Activity - Swap "rough mask" for "coarse mask" in the part that opens with the line containing "Available prompts follow" and closes with the line containing "positive clicks: (321, 108)". Write out only those lines, with nothing else changed.

Material provided -
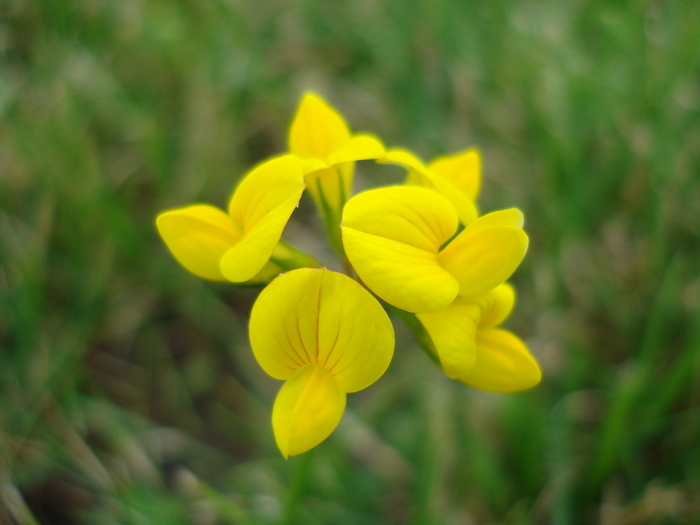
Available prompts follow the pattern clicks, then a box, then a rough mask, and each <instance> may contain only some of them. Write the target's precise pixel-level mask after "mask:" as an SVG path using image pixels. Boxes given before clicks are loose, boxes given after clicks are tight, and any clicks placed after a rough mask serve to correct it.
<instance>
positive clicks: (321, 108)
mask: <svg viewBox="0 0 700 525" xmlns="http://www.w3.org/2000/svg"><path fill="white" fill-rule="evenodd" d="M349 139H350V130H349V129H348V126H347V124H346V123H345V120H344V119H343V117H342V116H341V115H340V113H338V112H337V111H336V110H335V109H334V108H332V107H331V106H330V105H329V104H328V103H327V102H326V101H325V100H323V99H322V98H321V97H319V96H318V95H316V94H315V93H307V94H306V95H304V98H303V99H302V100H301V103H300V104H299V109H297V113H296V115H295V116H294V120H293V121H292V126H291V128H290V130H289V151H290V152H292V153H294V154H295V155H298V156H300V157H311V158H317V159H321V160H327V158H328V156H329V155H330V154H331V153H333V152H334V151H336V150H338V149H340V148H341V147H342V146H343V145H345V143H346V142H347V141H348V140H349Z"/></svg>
---
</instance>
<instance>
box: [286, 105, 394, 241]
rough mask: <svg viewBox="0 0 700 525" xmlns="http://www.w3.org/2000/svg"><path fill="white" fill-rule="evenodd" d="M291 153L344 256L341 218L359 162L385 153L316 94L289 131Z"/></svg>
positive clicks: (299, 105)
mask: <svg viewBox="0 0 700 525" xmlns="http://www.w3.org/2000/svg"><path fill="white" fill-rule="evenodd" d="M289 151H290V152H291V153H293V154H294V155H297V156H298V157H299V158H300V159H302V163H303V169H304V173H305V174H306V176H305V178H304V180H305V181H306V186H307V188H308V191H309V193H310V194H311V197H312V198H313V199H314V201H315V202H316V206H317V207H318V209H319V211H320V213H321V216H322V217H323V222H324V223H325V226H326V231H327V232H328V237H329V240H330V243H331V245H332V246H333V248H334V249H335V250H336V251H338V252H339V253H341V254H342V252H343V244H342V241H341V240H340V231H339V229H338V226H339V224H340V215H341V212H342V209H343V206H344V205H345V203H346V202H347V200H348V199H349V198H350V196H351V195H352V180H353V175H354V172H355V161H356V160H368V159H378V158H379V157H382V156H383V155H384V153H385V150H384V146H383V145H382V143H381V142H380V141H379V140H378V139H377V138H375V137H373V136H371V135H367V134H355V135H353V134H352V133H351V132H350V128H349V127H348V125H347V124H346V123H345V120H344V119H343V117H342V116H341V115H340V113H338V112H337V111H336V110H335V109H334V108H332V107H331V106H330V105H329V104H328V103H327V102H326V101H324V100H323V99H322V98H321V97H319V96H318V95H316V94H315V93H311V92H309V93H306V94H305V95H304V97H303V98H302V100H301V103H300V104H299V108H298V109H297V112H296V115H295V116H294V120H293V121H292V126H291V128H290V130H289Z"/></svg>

Answer space -
Available prompts follow the pattern clicks, then a box, then a coarse mask, and each <instance> may contain only some of them. Write the target's precise pixel-level mask after "mask:" as an SVG path using image pixels. Boxes given before clicks are loose, boxes given after clicks are tight, and any clicks placed after a coarse mask serve to correct it.
<instance>
positive clicks: (321, 108)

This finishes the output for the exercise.